== Data for processing

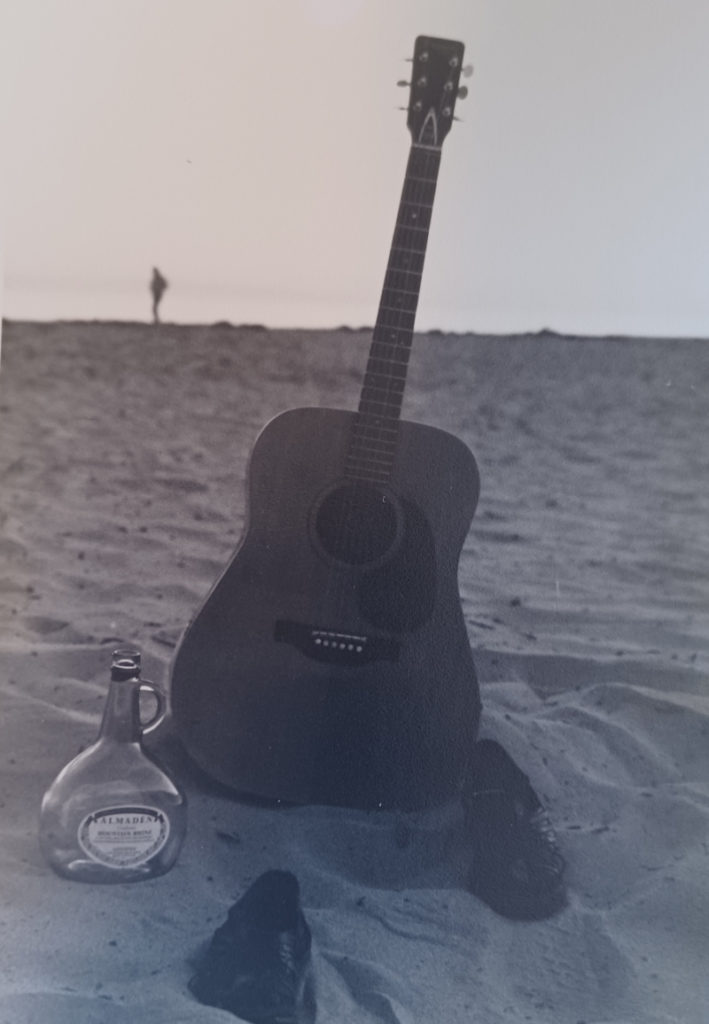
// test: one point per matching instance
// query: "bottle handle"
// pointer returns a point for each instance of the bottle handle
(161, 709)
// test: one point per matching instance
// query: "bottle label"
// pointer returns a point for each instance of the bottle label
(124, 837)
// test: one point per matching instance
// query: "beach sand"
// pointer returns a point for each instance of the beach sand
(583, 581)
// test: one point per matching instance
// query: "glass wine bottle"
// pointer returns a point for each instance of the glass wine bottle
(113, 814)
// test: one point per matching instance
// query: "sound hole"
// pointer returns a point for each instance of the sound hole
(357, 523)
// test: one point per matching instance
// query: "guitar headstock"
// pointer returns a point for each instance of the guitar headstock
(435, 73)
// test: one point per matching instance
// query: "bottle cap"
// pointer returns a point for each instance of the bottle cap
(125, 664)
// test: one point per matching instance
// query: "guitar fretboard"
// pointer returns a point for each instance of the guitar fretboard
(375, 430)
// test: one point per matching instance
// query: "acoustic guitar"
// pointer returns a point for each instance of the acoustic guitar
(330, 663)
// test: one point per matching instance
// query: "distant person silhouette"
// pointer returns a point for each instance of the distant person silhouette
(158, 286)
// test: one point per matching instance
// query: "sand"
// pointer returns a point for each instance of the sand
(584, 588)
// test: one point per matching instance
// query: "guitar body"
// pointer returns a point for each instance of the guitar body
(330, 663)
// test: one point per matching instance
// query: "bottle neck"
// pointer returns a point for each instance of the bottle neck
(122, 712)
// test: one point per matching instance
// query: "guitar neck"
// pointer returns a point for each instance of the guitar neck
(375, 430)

====
== Data for processing

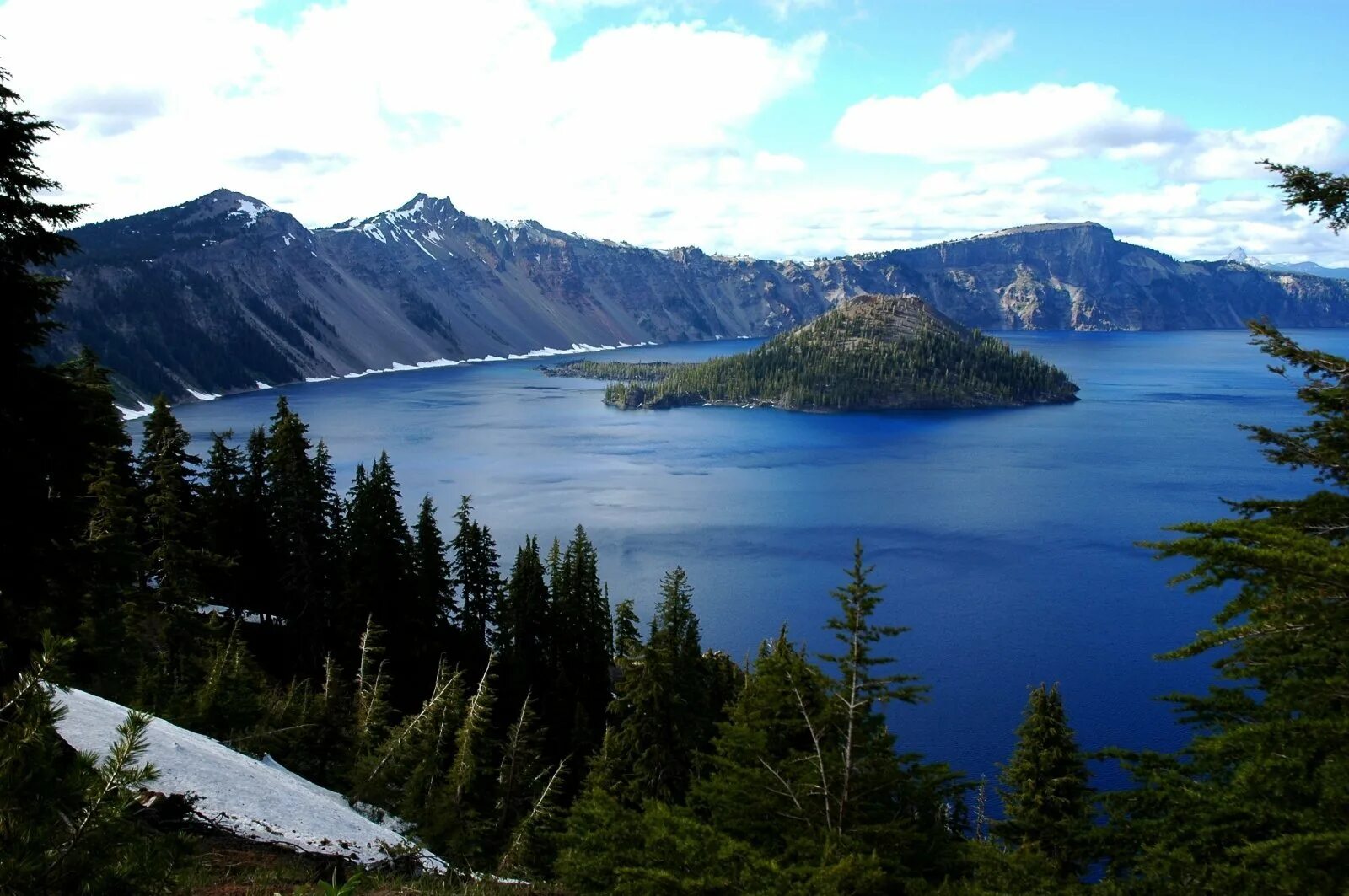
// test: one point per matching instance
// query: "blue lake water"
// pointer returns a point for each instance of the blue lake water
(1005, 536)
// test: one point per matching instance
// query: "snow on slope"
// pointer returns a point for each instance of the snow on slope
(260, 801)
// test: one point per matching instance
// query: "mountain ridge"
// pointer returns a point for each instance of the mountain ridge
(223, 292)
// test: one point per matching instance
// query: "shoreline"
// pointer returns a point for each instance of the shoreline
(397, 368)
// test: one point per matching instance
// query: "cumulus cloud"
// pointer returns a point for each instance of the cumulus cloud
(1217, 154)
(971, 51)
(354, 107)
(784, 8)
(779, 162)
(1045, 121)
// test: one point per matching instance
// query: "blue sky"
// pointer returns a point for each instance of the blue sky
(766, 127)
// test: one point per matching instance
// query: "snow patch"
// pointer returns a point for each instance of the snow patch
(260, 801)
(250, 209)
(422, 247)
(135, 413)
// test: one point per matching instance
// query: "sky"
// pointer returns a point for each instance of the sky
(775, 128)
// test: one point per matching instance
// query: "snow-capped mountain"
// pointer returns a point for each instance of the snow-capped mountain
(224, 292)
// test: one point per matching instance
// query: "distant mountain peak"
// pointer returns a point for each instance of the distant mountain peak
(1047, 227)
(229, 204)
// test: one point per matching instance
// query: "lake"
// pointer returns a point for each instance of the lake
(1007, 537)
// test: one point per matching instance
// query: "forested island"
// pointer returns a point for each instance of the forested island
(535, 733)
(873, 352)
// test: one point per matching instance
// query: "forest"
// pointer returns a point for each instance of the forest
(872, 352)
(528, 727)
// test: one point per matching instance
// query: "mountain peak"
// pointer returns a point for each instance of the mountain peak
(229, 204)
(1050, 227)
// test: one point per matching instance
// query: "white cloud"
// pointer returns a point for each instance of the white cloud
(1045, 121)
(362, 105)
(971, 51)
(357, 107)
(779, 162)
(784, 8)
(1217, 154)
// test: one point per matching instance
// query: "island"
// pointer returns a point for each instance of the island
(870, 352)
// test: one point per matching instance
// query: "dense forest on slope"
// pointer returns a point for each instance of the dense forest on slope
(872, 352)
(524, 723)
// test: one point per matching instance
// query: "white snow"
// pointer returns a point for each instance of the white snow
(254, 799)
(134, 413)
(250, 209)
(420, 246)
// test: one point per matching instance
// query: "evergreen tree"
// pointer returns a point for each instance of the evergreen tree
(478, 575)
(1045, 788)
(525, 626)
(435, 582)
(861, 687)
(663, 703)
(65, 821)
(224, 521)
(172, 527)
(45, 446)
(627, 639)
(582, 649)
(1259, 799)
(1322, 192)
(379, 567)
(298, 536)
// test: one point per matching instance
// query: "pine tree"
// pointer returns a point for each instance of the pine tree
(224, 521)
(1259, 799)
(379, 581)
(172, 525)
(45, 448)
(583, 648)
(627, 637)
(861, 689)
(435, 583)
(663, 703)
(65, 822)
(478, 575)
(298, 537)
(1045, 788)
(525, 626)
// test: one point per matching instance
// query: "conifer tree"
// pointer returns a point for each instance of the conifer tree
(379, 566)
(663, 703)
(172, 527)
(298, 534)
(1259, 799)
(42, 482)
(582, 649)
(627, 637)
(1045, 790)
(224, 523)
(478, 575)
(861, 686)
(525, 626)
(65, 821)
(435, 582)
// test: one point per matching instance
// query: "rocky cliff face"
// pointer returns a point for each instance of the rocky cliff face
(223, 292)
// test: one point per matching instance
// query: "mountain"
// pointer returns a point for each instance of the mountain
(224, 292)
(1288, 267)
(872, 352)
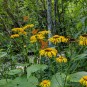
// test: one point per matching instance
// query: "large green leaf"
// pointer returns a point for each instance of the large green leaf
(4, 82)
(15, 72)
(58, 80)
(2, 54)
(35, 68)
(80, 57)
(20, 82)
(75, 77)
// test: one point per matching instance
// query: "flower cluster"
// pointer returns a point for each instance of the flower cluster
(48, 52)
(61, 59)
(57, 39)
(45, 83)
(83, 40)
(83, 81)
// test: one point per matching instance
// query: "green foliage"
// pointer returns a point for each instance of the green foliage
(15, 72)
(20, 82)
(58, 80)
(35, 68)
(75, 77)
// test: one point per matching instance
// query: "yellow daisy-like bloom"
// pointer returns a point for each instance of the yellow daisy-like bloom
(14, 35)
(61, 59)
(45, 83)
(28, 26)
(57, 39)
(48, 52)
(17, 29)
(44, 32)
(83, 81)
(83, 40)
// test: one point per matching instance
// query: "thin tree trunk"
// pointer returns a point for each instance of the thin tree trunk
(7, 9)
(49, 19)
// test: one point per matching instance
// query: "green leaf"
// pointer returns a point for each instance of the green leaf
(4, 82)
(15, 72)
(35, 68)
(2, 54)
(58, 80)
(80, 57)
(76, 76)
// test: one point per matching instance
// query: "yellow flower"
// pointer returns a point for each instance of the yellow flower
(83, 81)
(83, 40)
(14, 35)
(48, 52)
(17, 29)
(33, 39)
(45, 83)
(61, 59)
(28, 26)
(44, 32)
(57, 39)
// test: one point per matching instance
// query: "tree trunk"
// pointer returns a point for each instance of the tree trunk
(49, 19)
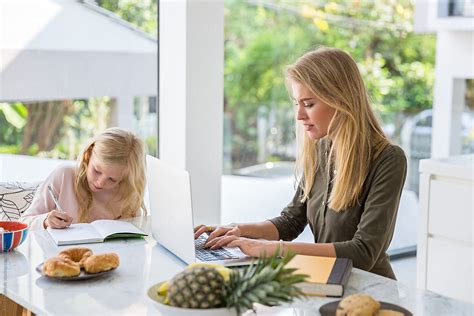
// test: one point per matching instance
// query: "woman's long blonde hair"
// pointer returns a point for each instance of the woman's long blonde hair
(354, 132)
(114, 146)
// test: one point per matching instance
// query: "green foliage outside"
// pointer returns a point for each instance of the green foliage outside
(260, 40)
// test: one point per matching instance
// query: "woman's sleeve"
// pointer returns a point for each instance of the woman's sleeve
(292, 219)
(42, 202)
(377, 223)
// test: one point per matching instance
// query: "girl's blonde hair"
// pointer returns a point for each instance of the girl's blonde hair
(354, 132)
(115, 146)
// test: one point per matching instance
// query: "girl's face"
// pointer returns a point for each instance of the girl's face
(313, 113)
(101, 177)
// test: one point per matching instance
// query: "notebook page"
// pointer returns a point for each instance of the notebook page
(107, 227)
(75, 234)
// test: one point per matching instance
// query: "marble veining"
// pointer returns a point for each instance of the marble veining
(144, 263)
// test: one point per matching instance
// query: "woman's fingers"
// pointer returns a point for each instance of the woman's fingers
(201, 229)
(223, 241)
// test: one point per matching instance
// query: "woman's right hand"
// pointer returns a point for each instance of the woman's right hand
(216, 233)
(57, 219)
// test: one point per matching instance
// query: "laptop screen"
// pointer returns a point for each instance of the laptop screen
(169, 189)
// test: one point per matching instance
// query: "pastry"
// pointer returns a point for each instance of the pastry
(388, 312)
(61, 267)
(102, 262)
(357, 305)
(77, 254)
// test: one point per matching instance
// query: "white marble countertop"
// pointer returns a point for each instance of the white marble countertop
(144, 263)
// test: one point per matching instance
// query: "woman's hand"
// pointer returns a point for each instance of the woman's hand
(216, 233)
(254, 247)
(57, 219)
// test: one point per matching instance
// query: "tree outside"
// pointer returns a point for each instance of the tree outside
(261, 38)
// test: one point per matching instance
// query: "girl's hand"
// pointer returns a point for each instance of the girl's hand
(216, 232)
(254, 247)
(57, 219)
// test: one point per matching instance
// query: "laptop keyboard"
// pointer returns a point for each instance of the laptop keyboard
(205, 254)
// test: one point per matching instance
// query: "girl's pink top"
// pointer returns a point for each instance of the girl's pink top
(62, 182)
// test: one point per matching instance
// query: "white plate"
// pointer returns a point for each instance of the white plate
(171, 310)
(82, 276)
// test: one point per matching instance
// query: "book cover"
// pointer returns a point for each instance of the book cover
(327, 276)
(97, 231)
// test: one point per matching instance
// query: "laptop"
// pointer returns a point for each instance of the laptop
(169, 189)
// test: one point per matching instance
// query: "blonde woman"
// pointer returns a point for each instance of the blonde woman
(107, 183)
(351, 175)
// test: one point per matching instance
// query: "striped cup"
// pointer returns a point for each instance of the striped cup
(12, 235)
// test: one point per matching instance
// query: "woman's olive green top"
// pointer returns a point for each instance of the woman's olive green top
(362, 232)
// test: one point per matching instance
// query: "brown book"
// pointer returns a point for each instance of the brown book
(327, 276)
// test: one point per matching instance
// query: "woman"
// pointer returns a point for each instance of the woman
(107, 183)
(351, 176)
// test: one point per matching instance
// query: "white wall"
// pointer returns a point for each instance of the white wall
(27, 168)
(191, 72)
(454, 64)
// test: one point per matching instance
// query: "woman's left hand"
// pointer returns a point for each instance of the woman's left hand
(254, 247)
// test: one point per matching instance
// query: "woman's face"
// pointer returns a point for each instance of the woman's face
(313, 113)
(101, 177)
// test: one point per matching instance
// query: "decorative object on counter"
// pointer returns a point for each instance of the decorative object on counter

====
== Data for processing

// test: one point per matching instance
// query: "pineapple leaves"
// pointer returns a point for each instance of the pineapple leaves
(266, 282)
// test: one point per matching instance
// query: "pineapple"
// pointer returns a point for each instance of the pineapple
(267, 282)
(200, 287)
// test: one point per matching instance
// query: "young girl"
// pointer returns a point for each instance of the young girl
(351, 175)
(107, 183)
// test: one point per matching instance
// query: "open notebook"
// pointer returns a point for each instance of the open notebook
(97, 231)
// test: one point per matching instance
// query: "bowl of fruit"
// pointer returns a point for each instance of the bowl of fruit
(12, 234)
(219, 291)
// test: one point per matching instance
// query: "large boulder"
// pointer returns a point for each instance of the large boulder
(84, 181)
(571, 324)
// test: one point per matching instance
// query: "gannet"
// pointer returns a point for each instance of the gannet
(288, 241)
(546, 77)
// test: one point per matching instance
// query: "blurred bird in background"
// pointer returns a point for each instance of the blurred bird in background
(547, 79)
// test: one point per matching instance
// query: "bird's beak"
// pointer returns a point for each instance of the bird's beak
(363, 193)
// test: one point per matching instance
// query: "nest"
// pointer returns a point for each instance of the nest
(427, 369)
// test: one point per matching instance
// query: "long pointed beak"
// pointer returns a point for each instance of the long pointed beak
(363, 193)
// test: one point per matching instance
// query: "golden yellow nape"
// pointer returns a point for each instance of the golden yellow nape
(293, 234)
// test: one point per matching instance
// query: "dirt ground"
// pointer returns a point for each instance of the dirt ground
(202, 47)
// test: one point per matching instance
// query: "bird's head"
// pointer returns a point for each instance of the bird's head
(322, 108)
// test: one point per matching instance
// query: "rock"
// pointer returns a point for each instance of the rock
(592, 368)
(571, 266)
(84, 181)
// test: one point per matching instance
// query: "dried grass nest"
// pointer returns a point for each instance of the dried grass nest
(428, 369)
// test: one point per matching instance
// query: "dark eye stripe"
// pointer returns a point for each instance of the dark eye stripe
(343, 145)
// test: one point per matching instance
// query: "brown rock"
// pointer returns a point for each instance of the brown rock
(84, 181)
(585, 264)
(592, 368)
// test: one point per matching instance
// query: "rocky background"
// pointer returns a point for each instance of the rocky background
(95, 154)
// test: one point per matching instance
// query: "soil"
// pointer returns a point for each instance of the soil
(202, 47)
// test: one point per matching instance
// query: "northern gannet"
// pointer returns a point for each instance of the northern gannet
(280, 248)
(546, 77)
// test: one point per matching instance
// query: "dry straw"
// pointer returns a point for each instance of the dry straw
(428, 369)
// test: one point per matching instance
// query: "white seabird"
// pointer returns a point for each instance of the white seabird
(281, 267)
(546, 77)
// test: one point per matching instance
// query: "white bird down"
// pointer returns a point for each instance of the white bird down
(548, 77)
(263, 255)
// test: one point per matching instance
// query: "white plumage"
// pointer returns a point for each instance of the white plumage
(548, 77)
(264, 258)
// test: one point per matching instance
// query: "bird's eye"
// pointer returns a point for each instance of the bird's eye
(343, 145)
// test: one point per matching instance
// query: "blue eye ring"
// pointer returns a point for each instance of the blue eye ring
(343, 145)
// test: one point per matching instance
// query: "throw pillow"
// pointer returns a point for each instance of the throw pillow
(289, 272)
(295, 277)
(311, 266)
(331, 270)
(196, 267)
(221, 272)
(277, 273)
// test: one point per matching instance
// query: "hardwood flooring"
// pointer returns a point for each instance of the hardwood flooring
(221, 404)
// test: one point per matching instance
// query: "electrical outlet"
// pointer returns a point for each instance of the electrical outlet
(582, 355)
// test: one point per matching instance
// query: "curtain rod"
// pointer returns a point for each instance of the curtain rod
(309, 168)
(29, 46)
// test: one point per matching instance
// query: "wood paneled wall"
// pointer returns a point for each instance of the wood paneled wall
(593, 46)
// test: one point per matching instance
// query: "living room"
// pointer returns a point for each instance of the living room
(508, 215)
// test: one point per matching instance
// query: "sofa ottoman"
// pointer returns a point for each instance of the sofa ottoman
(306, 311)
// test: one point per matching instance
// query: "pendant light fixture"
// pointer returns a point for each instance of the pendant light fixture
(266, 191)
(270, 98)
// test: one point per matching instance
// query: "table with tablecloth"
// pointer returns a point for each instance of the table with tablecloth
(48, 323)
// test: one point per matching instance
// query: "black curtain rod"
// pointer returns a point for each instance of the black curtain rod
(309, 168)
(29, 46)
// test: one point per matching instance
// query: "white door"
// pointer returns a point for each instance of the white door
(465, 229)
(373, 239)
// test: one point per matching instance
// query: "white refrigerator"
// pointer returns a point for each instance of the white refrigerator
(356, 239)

====

*Task details:* A single figure is the whole answer: the number of lines in the listing that contain the word "decorative".

*Written answer:* 2